GOAL
Reproduce the part of the passage on the Habsburgs and the house of Luxembourg that opens with the words containing "Unless the house" and closes with "points of disagreement.".

SELECTED TEXT
They'd still rule over the Austrian Hereditary Lands and thus are amongst the most important dynasties in the Empire.

Unless the house of Luxembourg goes extinct in the male, the best chance the Habsburgs have, will be a Luxembourg monarch, who leaves behind an under-age heir. Or a ruler from the house of Luxembourg, who is very unpopular.

OTOH they were denied an electorate by Charles IV of the Luxembourg dynasty, so the Luxembourgs and the Habsburgs did have some points of disagreement.

What made the von Luxembourgs so unpopular? Wenceslaus was a drunk idiot, but Sigismund was a very successful emperor, no? And Charles IV before him?
 
What made the von Luxembourgs so unpopular? Wenceslaus was a drunk idiot, but Sigismund was a very successful emperor, no? And Charles IV before him?

LISTED RECORDS
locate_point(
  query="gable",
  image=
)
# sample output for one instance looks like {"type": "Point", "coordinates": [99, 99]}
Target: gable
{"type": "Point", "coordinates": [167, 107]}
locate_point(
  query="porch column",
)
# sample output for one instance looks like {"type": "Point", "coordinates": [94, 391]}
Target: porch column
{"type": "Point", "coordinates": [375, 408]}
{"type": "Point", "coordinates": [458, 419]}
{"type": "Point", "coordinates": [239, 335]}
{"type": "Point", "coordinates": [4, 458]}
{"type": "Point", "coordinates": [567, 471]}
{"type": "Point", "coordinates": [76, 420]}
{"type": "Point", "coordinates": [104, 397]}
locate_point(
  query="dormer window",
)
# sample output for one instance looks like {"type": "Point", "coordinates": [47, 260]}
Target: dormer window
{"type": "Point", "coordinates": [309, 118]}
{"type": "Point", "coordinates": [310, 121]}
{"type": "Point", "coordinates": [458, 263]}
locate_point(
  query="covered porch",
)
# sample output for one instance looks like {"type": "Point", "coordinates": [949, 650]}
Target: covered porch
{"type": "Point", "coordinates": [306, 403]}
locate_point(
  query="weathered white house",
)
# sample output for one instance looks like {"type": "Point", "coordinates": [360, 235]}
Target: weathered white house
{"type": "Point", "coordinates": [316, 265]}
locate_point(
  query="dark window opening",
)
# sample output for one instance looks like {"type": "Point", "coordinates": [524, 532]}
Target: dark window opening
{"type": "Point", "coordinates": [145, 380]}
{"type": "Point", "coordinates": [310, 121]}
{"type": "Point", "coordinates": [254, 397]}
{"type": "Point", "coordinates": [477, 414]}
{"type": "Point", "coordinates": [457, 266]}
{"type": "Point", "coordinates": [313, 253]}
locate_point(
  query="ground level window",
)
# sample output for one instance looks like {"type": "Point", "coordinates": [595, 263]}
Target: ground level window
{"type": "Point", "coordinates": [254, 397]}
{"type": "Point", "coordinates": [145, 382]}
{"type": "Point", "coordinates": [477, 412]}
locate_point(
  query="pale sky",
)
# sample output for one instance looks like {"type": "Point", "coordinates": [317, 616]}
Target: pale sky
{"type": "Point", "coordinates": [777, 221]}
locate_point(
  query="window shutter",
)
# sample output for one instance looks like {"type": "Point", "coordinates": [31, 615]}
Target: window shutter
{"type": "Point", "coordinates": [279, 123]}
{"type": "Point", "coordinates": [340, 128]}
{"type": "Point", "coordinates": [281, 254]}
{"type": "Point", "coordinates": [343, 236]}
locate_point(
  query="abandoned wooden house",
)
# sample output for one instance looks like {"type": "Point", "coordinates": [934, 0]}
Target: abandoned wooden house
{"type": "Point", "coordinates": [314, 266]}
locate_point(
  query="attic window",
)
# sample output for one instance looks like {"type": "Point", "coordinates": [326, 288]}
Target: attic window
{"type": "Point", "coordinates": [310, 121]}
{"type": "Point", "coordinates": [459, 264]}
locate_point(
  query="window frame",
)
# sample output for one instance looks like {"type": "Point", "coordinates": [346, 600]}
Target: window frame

TASK RESPONSE
Unless the house of Luxembourg goes extinct in the male, the best chance the Habsburgs have, will be a Luxembourg monarch, who leaves behind an under-age heir. Or a ruler from the house of Luxembourg, who is very unpopular.

OTOH they were denied an electorate by Charles IV of the Luxembourg dynasty, so the Luxembourgs and the Habsburgs did have some points of disagreement.